**Problem statement:** Each line below must be reproduced exactly as it stands. Pictures stay out of the copy.

■ ■ ■

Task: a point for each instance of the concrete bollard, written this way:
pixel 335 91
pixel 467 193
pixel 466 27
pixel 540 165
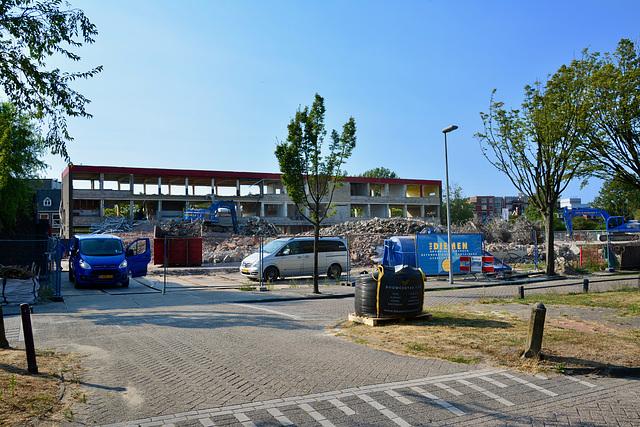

■ ■ ■

**Answer:**
Task: a point for each instance of the concrete bollard, written this way:
pixel 335 91
pixel 467 193
pixel 466 27
pixel 540 165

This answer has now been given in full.